From the first line of the data down to and including the line with "pixel 15 255", copy everything exactly, leaving out pictures.
▼
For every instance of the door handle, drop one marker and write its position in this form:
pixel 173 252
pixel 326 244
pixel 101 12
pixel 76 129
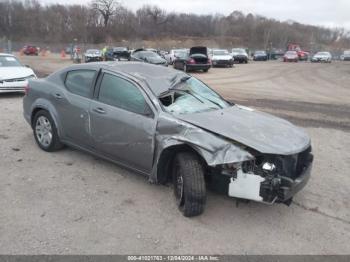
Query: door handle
pixel 99 110
pixel 58 96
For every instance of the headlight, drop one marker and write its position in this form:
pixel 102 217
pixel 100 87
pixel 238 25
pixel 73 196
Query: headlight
pixel 268 166
pixel 30 77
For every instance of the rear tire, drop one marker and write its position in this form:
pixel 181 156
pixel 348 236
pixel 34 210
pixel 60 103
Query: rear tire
pixel 45 132
pixel 189 184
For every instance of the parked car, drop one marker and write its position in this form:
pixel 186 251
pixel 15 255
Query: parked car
pixel 346 56
pixel 148 57
pixel 194 60
pixel 291 56
pixel 221 57
pixel 324 57
pixel 117 53
pixel 260 56
pixel 93 55
pixel 239 55
pixel 276 54
pixel 30 50
pixel 171 56
pixel 169 126
pixel 302 55
pixel 13 75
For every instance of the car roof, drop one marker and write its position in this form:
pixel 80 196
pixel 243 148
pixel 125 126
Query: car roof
pixel 159 79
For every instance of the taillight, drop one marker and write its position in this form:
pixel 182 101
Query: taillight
pixel 191 61
pixel 26 89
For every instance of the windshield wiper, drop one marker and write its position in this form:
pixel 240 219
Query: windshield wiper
pixel 181 90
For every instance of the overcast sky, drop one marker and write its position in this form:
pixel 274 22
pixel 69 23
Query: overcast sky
pixel 329 13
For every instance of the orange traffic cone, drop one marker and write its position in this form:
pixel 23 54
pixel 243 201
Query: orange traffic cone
pixel 63 54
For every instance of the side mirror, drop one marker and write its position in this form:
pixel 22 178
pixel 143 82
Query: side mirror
pixel 147 111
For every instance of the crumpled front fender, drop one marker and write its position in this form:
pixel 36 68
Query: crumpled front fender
pixel 214 149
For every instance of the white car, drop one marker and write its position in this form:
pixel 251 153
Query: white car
pixel 171 56
pixel 13 75
pixel 325 57
pixel 221 57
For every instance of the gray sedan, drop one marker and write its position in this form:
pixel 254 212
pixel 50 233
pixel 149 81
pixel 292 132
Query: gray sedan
pixel 170 127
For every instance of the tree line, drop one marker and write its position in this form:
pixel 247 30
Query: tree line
pixel 103 21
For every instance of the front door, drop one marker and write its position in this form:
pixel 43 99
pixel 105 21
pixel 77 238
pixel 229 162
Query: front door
pixel 73 105
pixel 122 123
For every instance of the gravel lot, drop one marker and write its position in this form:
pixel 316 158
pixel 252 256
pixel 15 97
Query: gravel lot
pixel 72 203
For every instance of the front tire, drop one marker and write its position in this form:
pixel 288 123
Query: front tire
pixel 45 132
pixel 189 184
pixel 185 68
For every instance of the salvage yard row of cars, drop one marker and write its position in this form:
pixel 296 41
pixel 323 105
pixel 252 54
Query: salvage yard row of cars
pixel 171 127
pixel 166 124
pixel 202 58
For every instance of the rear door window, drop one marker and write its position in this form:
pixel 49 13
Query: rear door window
pixel 118 92
pixel 80 82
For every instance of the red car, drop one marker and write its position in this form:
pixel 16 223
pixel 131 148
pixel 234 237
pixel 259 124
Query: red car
pixel 30 50
pixel 291 56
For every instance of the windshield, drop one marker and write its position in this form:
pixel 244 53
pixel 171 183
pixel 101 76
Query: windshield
pixel 93 51
pixel 191 96
pixel 323 53
pixel 220 52
pixel 9 61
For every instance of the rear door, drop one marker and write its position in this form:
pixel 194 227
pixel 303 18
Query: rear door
pixel 73 103
pixel 123 122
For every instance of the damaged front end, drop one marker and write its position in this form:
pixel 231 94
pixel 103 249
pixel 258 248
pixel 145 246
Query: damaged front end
pixel 267 178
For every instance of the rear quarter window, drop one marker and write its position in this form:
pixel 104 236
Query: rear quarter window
pixel 80 82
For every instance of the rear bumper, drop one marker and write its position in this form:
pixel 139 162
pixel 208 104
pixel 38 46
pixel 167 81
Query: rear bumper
pixel 13 87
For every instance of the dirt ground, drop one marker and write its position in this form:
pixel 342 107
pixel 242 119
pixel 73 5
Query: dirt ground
pixel 72 203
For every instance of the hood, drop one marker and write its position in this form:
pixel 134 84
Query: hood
pixel 15 72
pixel 199 50
pixel 156 60
pixel 260 131
pixel 221 57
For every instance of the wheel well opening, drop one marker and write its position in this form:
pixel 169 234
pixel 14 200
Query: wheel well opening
pixel 36 110
pixel 164 167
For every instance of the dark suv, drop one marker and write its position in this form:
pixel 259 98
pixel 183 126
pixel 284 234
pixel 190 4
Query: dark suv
pixel 196 59
pixel 117 53
pixel 30 50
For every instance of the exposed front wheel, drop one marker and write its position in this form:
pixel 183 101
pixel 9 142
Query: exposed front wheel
pixel 189 184
pixel 45 132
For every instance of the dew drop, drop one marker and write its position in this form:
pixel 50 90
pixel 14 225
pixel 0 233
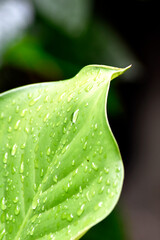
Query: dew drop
pixel 99 205
pixel 17 210
pixel 31 231
pixel 48 151
pixel 23 113
pixel 75 116
pixel 106 170
pixel 95 126
pixel 21 170
pixel 55 178
pixel 9 119
pixel 34 204
pixel 94 166
pixel 33 101
pixel 2 115
pixel 88 196
pixel 100 179
pixel 101 190
pixel 70 217
pixel 108 182
pixel 9 129
pixel 101 150
pixel 3 203
pixel 14 149
pixel 16 199
pixel 17 109
pixel 85 145
pixel 5 157
pixel 81 210
pixel 118 169
pixel 42 172
pixel 46 117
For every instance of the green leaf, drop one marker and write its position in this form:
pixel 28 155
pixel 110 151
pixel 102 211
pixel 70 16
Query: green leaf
pixel 60 170
pixel 71 16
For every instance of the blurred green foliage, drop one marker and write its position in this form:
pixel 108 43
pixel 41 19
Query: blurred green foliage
pixel 52 40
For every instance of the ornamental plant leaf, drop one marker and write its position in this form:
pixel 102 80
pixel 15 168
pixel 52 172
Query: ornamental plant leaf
pixel 60 167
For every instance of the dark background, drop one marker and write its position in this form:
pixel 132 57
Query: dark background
pixel 117 33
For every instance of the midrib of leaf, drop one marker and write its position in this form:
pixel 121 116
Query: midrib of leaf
pixel 30 210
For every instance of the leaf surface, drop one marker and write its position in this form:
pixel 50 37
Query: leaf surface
pixel 60 168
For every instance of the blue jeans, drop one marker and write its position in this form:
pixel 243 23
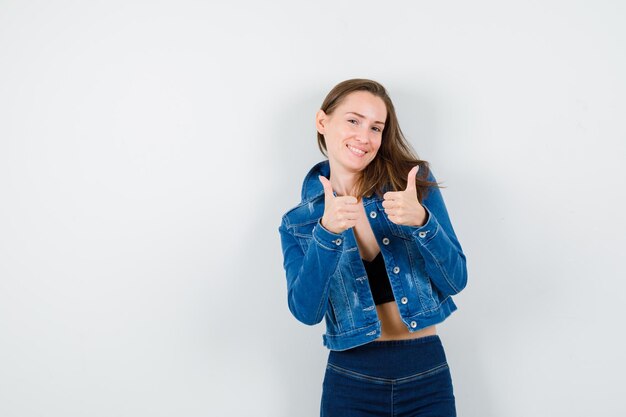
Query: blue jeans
pixel 394 378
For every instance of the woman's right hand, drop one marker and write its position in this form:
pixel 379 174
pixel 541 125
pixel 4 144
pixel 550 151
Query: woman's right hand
pixel 340 213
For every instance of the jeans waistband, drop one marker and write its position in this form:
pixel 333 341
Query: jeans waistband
pixel 392 358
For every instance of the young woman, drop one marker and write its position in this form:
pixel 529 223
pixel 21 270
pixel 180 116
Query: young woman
pixel 370 249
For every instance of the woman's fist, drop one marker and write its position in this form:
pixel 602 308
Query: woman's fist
pixel 340 213
pixel 402 207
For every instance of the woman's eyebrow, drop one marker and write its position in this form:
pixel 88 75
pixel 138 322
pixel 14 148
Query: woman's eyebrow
pixel 360 115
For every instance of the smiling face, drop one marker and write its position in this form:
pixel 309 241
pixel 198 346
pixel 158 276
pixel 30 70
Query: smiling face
pixel 353 131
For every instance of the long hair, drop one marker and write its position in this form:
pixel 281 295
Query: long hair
pixel 395 157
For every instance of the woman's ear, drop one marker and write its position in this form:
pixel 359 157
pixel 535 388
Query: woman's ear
pixel 320 121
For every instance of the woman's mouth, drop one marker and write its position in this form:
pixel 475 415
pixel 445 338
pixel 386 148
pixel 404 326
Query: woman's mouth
pixel 356 151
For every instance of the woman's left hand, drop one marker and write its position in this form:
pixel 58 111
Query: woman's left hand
pixel 402 207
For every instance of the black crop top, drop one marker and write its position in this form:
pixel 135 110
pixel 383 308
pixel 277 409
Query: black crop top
pixel 378 279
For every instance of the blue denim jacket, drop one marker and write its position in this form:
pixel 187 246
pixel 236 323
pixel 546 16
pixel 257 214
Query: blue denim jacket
pixel 326 277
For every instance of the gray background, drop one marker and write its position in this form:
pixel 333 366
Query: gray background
pixel 148 150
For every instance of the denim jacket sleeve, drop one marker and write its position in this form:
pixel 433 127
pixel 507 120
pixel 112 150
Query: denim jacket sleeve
pixel 438 244
pixel 308 273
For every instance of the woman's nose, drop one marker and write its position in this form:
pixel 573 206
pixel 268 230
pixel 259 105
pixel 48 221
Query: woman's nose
pixel 364 134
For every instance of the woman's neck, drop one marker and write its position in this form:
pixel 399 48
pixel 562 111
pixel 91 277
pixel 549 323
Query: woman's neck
pixel 343 181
▲
### [SOLUTION FOR THIS PROBLEM]
For every instance of the door handle, drop one marker and write its position in this form:
pixel 173 252
pixel 326 244
pixel 101 12
pixel 76 129
Query: door handle
pixel 99 110
pixel 58 96
For every instance of the headlight, drop one marker and write its position in this form:
pixel 102 217
pixel 100 87
pixel 238 25
pixel 73 196
Query: headlight
pixel 268 166
pixel 30 77
For every instance of the rear tire, drop one marker and write its position in this form:
pixel 181 156
pixel 348 236
pixel 34 210
pixel 60 103
Query: rear tire
pixel 45 132
pixel 189 184
For every instance of the parked car, drop one marker and write its position in this form:
pixel 186 251
pixel 15 255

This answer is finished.